Stated problem:
Give all the lines below again, exactly, with no pictures.
-- START Input data --
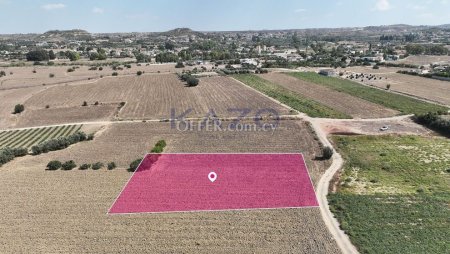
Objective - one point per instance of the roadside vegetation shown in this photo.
(393, 194)
(404, 104)
(60, 143)
(294, 100)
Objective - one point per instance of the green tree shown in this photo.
(19, 108)
(68, 165)
(54, 165)
(134, 165)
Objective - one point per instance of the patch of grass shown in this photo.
(293, 100)
(399, 202)
(404, 104)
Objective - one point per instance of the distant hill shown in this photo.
(58, 35)
(181, 32)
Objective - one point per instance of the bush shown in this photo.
(54, 165)
(97, 166)
(179, 65)
(84, 166)
(68, 165)
(192, 81)
(134, 165)
(159, 147)
(19, 108)
(19, 152)
(90, 136)
(111, 165)
(327, 153)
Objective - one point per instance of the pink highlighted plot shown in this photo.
(208, 182)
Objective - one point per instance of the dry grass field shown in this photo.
(52, 116)
(40, 75)
(65, 211)
(153, 96)
(345, 103)
(430, 89)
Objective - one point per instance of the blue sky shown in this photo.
(25, 16)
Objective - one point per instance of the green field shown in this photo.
(394, 193)
(404, 104)
(26, 138)
(293, 100)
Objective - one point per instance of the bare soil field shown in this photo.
(52, 116)
(425, 60)
(9, 98)
(430, 89)
(40, 75)
(345, 103)
(65, 211)
(153, 96)
(404, 127)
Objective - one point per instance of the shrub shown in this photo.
(191, 81)
(85, 166)
(134, 165)
(159, 147)
(68, 165)
(327, 153)
(97, 166)
(111, 165)
(90, 136)
(179, 65)
(19, 152)
(19, 108)
(54, 165)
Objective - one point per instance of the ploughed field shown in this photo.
(153, 96)
(66, 211)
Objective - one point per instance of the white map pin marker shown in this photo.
(212, 176)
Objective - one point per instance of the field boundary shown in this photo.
(219, 210)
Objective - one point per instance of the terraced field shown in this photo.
(28, 137)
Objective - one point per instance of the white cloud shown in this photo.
(97, 10)
(49, 7)
(300, 10)
(383, 5)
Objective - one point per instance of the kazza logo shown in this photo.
(211, 122)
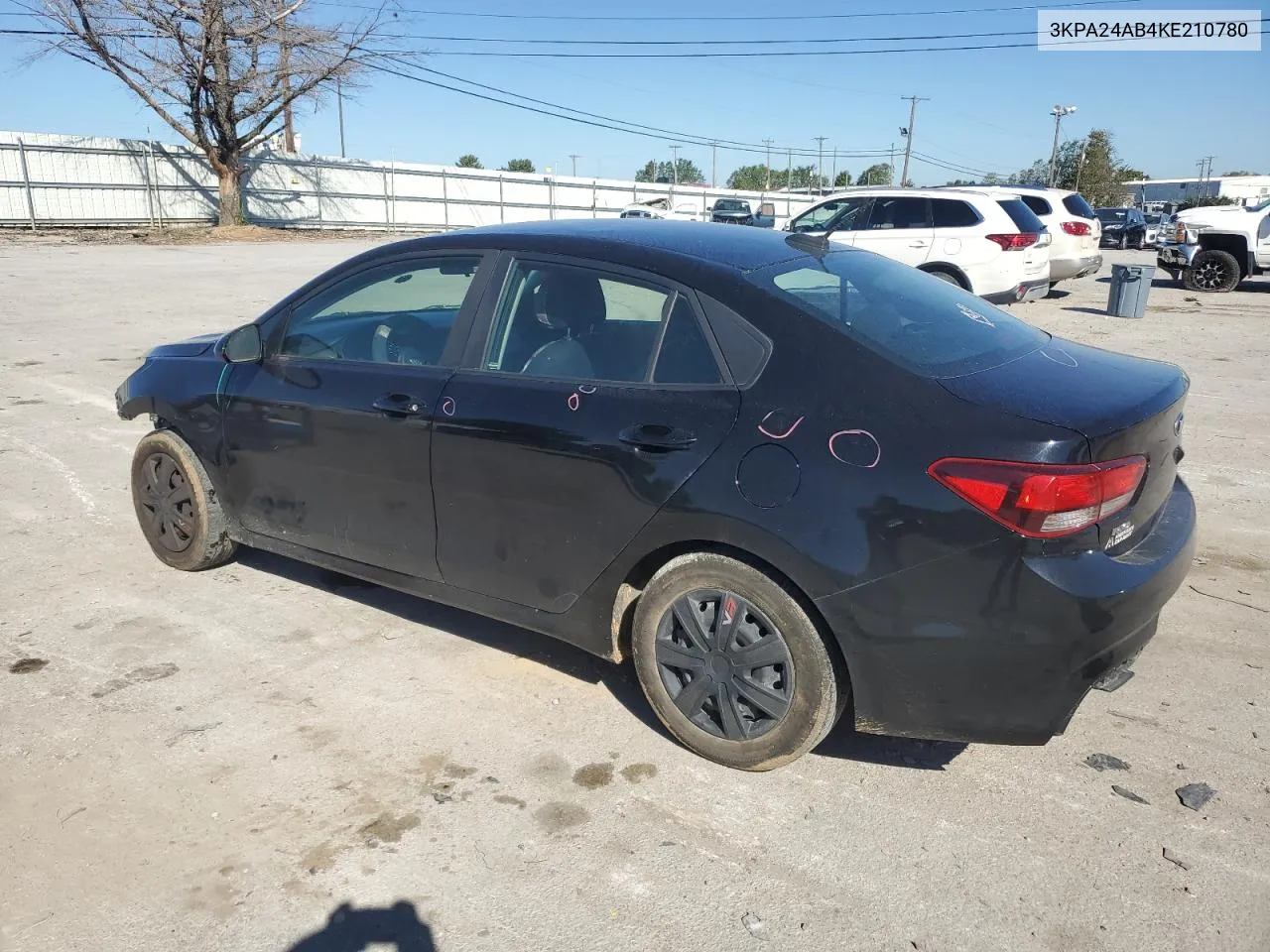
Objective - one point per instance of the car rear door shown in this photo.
(594, 395)
(898, 227)
(327, 438)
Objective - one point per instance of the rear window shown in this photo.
(1038, 204)
(949, 213)
(1078, 206)
(925, 325)
(1023, 216)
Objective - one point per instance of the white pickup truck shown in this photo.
(1213, 249)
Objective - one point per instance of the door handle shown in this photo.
(657, 436)
(398, 405)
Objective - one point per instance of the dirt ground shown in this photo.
(271, 758)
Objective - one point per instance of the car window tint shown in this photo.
(898, 213)
(685, 357)
(1023, 216)
(931, 327)
(949, 213)
(399, 312)
(1037, 203)
(572, 322)
(1078, 206)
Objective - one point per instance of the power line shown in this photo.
(686, 18)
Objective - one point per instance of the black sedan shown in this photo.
(1123, 227)
(786, 479)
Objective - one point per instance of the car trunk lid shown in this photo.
(1123, 405)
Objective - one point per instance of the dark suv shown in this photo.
(1123, 227)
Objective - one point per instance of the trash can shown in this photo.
(1130, 285)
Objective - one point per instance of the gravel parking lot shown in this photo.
(222, 761)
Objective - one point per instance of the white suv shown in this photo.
(1075, 229)
(989, 244)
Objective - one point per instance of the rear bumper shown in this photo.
(1069, 268)
(1023, 291)
(997, 645)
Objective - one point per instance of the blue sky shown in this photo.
(988, 109)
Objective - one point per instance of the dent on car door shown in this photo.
(327, 436)
(594, 395)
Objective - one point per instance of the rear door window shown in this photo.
(1024, 218)
(1078, 206)
(901, 212)
(949, 213)
(933, 329)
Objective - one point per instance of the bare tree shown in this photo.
(223, 73)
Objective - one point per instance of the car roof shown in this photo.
(638, 244)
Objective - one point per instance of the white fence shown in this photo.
(71, 180)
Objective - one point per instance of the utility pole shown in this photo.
(908, 135)
(1058, 112)
(339, 104)
(289, 130)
-- END Input data --
Exercise answer:
Objective - one point per instance of the roadside vegetation shown in this photo.
(393, 194)
(404, 104)
(60, 143)
(294, 100)
Objective - one point per instance of the green tree shown in this photo.
(19, 108)
(68, 165)
(54, 165)
(134, 165)
Objective - one point per instance of the patch of grass shown in this photo.
(293, 100)
(399, 202)
(404, 104)
Objective - one point per instance of the distant hill shown in this photo.
(58, 35)
(181, 32)
Objective - one point per instance of the bush shown in this photo.
(54, 165)
(97, 166)
(179, 65)
(84, 166)
(68, 165)
(192, 81)
(134, 165)
(159, 147)
(19, 108)
(19, 152)
(90, 136)
(111, 165)
(327, 153)
Objective - one point per instance of the pink highlighted plot shown in this photo.
(208, 182)
Objective - one point per instance of the dry grass field shown in this photo.
(52, 116)
(40, 75)
(65, 211)
(153, 96)
(345, 103)
(430, 89)
Objective - one point per instance of the blue sky shown in this photo.
(25, 16)
Objective - one point per instance of the green field shown in this photo.
(394, 193)
(404, 104)
(26, 138)
(293, 100)
Objective - one point per instance of the bare soil field shown in this photo.
(52, 116)
(425, 60)
(9, 98)
(430, 89)
(40, 75)
(345, 103)
(65, 211)
(153, 96)
(404, 127)
Objective - one point per instance of the shrub shown in this photo.
(191, 81)
(85, 166)
(134, 165)
(159, 147)
(68, 165)
(327, 153)
(97, 166)
(111, 165)
(90, 136)
(179, 65)
(19, 152)
(19, 108)
(54, 165)
Objective - one point per instance of the ploughed field shown in this photo.
(153, 96)
(66, 211)
Objective - one point per instance of the white map pin marker shown in this photo.
(212, 176)
Objective - one point per instance of the field boundary shown in this photo.
(219, 210)
Objective - one point per instance of the terraced field shown in this photo.
(28, 137)
Objective - one point per instance of the white cloud shown in this photo.
(97, 10)
(49, 7)
(300, 10)
(383, 5)
Objective - one point per instance of the kazza logo shown in this photo.
(211, 122)
Objective - one point per instance of the car rear door shown in this photo.
(594, 395)
(898, 227)
(327, 438)
Objective - one point per instance of the rear window shown in this photo.
(1038, 204)
(949, 213)
(1078, 206)
(925, 325)
(1023, 216)
Objective - one point per instance of the white pickup truck shown in this photo.
(1213, 249)
Objective - one point per instance of the door handle shown in this photo.
(657, 436)
(398, 405)
Objective - one point per instance of the dirt ground shown in this photo.
(271, 758)
Objective - one point per instance of the car window tint shown in this photo.
(898, 213)
(685, 357)
(1023, 216)
(931, 327)
(949, 213)
(399, 312)
(1037, 203)
(572, 322)
(1078, 206)
Objective - one point per instance of the power line shown in this photo.
(686, 18)
Objective - one point per instance of the black sedan shown in this photo.
(1123, 227)
(786, 479)
Objective - one point per instance of the car trunk lid shown in this photo.
(1123, 405)
Objective - one point per instance of the dark suv shown in this photo.
(1123, 227)
Objective - one point per instance of the trash can shown in this photo.
(1130, 285)
Objective - one point per instance of the gravel parking lot shown in this photo.
(222, 761)
Objective - one point per instance of the white suv shown in this photo.
(1075, 229)
(989, 244)
Objective - one point per instance of the rear bumper shown in this photo.
(1069, 268)
(1023, 291)
(997, 645)
Objective - one point per instance of the blue sky shown in this photo.
(988, 109)
Objective - one point per instance of the dent on car door shown in this photo.
(327, 436)
(594, 395)
Objective - one point per instance of the rear door window shown in this photo.
(1024, 218)
(1078, 206)
(901, 212)
(949, 213)
(933, 329)
Objective - one point per instance of the bare tree shown in this photo.
(223, 73)
Objective - one point per instance of the car roof shown in this photo.
(638, 244)
Objective - one point per instance of the white fence shown in this photo.
(71, 180)
Objective - one point per instance of the utility pole shown in this photo.
(908, 135)
(1058, 112)
(339, 104)
(289, 130)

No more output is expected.